TASK GOAL
Copy the entries below verbatim, omitting any pictures they contain.

RECORDS FOR PROCESSING
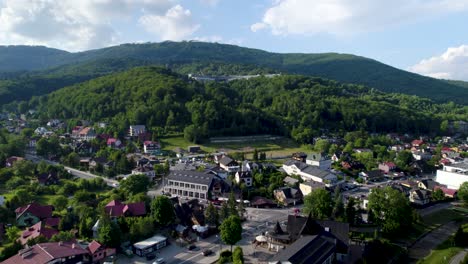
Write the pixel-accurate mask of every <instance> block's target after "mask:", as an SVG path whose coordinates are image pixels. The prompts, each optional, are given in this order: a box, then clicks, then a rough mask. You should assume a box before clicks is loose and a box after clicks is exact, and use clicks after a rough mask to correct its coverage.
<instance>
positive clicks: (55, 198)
mask: <svg viewBox="0 0 468 264" xmlns="http://www.w3.org/2000/svg"><path fill="white" fill-rule="evenodd" d="M52 205H53V206H54V208H55V209H56V210H58V211H61V210H63V209H65V208H66V207H67V205H68V199H67V197H65V196H63V195H59V196H56V197H55V198H54V199H53V200H52Z"/></svg>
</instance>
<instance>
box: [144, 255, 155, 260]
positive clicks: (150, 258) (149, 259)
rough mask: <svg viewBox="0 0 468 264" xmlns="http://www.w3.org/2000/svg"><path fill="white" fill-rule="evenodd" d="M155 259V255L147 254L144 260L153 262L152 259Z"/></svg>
mask: <svg viewBox="0 0 468 264" xmlns="http://www.w3.org/2000/svg"><path fill="white" fill-rule="evenodd" d="M155 258H156V255H154V254H148V255H146V260H153V259H155Z"/></svg>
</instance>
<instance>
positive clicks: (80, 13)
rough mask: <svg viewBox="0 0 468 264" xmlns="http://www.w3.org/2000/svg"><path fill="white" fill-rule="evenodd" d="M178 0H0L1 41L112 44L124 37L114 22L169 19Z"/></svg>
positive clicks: (81, 48)
mask: <svg viewBox="0 0 468 264" xmlns="http://www.w3.org/2000/svg"><path fill="white" fill-rule="evenodd" d="M176 1H177V0H79V1H77V0H60V1H55V0H3V1H0V45H13V44H19V43H21V44H26V45H47V46H51V47H57V48H63V49H66V50H71V51H77V50H85V49H91V48H100V47H104V46H109V45H112V44H117V43H118V42H119V40H120V38H121V33H120V32H119V28H116V27H114V25H113V24H114V23H115V22H117V21H125V22H128V24H129V25H131V26H135V27H136V25H134V23H135V22H134V19H135V16H136V17H147V16H158V15H163V14H166V16H168V17H167V19H166V21H167V20H168V19H169V20H170V19H171V18H174V17H171V15H174V13H176V14H175V15H178V13H177V11H178V10H179V8H181V7H180V6H178V5H176V6H174V5H175V3H176ZM171 7H172V8H171ZM184 14H188V15H189V16H190V11H189V10H183V12H182V17H183V15H184ZM175 19H176V20H177V17H176V18H175ZM181 25H182V26H184V28H183V29H182V30H181V31H182V32H186V30H187V29H186V28H187V25H186V24H183V23H182V24H181ZM171 30H173V31H179V30H178V29H177V28H171ZM151 32H153V31H151ZM166 35H167V34H166ZM169 35H170V34H169Z"/></svg>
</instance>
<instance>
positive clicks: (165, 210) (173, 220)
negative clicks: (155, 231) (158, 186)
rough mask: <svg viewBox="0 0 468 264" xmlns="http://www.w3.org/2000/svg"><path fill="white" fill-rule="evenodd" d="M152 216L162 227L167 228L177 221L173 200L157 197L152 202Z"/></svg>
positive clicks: (164, 196) (151, 211) (165, 196)
mask: <svg viewBox="0 0 468 264" xmlns="http://www.w3.org/2000/svg"><path fill="white" fill-rule="evenodd" d="M151 214H152V216H153V219H154V220H155V221H156V222H157V223H158V224H160V225H161V226H167V225H168V224H171V223H173V222H174V220H175V213H174V207H173V206H172V202H171V200H169V198H168V197H167V196H165V195H160V196H157V197H156V198H155V199H154V200H153V201H151Z"/></svg>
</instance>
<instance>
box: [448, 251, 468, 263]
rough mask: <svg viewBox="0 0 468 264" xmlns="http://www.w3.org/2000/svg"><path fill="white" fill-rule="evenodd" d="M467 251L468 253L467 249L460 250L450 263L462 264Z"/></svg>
mask: <svg viewBox="0 0 468 264" xmlns="http://www.w3.org/2000/svg"><path fill="white" fill-rule="evenodd" d="M466 253H468V252H467V251H466V249H465V250H462V251H460V252H458V254H457V255H455V256H454V257H453V258H452V259H451V260H450V264H460V263H461V262H462V260H463V259H464V258H465V256H466Z"/></svg>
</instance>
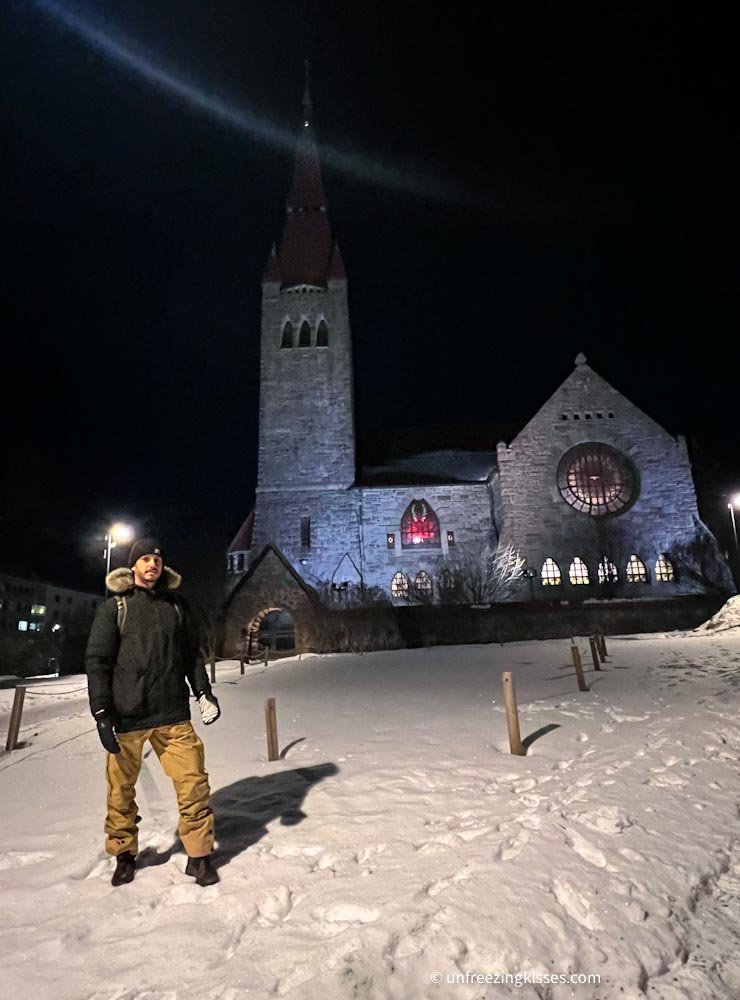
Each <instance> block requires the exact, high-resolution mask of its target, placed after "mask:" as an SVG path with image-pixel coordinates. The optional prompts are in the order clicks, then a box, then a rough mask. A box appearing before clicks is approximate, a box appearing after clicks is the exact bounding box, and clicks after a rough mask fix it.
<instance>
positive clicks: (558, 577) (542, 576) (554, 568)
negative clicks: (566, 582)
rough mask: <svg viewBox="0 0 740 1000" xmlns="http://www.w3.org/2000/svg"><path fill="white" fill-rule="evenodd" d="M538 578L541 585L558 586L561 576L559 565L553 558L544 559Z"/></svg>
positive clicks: (560, 581) (558, 584)
mask: <svg viewBox="0 0 740 1000" xmlns="http://www.w3.org/2000/svg"><path fill="white" fill-rule="evenodd" d="M540 578H541V580H542V586H543V587H559V586H560V584H561V583H562V582H563V578H562V576H561V575H560V567H559V566H558V564H557V563H556V562H555V560H554V559H550V558H548V559H545V561H544V563H543V564H542V572H541V574H540Z"/></svg>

RESPONSE TO THE EXERCISE
Write the pixel-accurate mask of every <instance> block's target after "mask:", as an SVG path whose coordinates are image pixels. The prompts, each optional, are given in this order: a box, then clicks, then a rough mask. You should assume a box before clicks is loose and a box after clicks is exact, and use clicks after a rough mask to correct its coverage.
<instance>
positive clicks: (55, 198)
mask: <svg viewBox="0 0 468 264" xmlns="http://www.w3.org/2000/svg"><path fill="white" fill-rule="evenodd" d="M52 205H53V206H54V208H55V209H56V210H58V211H61V210H63V209H65V208H66V207H67V205H68V199H67V197H65V196H63V195H59V196H56V197H55V198H54V199H53V200H52Z"/></svg>
</instance>
<instance>
box: [144, 255, 155, 260]
positive clicks: (150, 258) (149, 259)
rough mask: <svg viewBox="0 0 468 264" xmlns="http://www.w3.org/2000/svg"><path fill="white" fill-rule="evenodd" d="M155 259V255L147 254L144 260L153 262L152 259Z"/></svg>
mask: <svg viewBox="0 0 468 264" xmlns="http://www.w3.org/2000/svg"><path fill="white" fill-rule="evenodd" d="M155 258H156V255H154V254H148V255H146V260H153V259H155Z"/></svg>
</instance>
<instance>
positive clicks: (80, 13)
rough mask: <svg viewBox="0 0 468 264" xmlns="http://www.w3.org/2000/svg"><path fill="white" fill-rule="evenodd" d="M178 0H0L1 41L112 44L124 37L114 22L169 19Z"/></svg>
positive clicks: (81, 48)
mask: <svg viewBox="0 0 468 264" xmlns="http://www.w3.org/2000/svg"><path fill="white" fill-rule="evenodd" d="M176 1H177V0H79V1H77V0H60V1H55V0H3V1H0V45H13V44H19V43H21V44H26V45H47V46H51V47H57V48H63V49H66V50H71V51H77V50H85V49H91V48H100V47H104V46H109V45H112V44H117V43H118V42H119V40H120V38H121V33H120V32H119V28H116V27H114V25H113V24H114V23H115V22H117V21H125V22H128V24H129V25H131V26H135V27H136V25H134V23H135V22H134V19H135V16H136V17H147V16H158V15H163V14H166V16H168V17H167V19H166V21H167V20H168V19H169V20H170V19H171V18H174V17H171V15H174V13H176V14H175V15H178V13H177V11H178V10H179V8H181V7H180V6H178V5H176V6H174V5H175V3H176ZM171 7H172V8H171ZM184 14H188V15H189V16H190V11H189V10H183V12H182V17H183V15H184ZM175 19H176V20H177V17H176V18H175ZM181 25H182V26H184V28H183V29H182V30H181V31H182V32H186V30H187V29H186V28H187V25H186V24H183V23H182V24H181ZM171 30H173V31H179V30H178V29H177V28H171ZM151 32H153V31H151ZM166 35H167V34H166ZM169 35H170V34H169Z"/></svg>
</instance>
<instance>
positive clicks: (165, 210) (173, 220)
negative clicks: (155, 231) (158, 186)
rough mask: <svg viewBox="0 0 468 264" xmlns="http://www.w3.org/2000/svg"><path fill="white" fill-rule="evenodd" d="M152 216L162 227L167 228L177 221L173 200L157 197L152 202Z"/></svg>
positive clicks: (164, 196) (151, 211) (165, 196)
mask: <svg viewBox="0 0 468 264" xmlns="http://www.w3.org/2000/svg"><path fill="white" fill-rule="evenodd" d="M151 214H152V216H153V219H154V220H155V221H156V222H157V223H158V224H160V225H161V226H167V225H168V224H171V223H173V222H174V220H175V213H174V207H173V206H172V202H171V200H169V198H168V197H167V196H165V195H160V196H157V197H156V198H155V199H154V200H153V201H151Z"/></svg>
</instance>
<instance>
box: [448, 251, 468, 263]
rough mask: <svg viewBox="0 0 468 264" xmlns="http://www.w3.org/2000/svg"><path fill="white" fill-rule="evenodd" d="M467 251L468 253L467 249L460 250L450 263L462 264Z"/></svg>
mask: <svg viewBox="0 0 468 264" xmlns="http://www.w3.org/2000/svg"><path fill="white" fill-rule="evenodd" d="M466 253H468V252H467V251H466V249H465V250H462V251H460V252H458V254H457V255H455V256H454V257H453V258H452V259H451V260H450V264H460V263H461V262H462V260H463V259H464V258H465V256H466Z"/></svg>
</instance>
Each <instance> block requires the exact, high-resolution mask of its target, placed after "mask:" as an SVG path with image-pixel coordinates. The optional prompts are in the order clicks, then a box, then a rough mask. A box appearing before clicks is approximate, a box appearing after clicks is the exact bounding box, and clicks after a rough mask fix it.
<instance>
positive clicks: (558, 577) (542, 576) (554, 568)
negative clicks: (566, 582)
rough mask: <svg viewBox="0 0 740 1000" xmlns="http://www.w3.org/2000/svg"><path fill="white" fill-rule="evenodd" d="M538 578L541 585L558 586L561 576L559 565L553 558L544 559Z"/></svg>
positive clicks: (560, 581) (558, 584)
mask: <svg viewBox="0 0 740 1000" xmlns="http://www.w3.org/2000/svg"><path fill="white" fill-rule="evenodd" d="M540 578H541V580H542V586H543V587H559V586H560V584H561V583H562V582H563V578H562V576H561V575H560V567H559V566H558V564H557V563H556V562H555V560H554V559H550V558H548V559H545V561H544V563H543V564H542V572H541V574H540Z"/></svg>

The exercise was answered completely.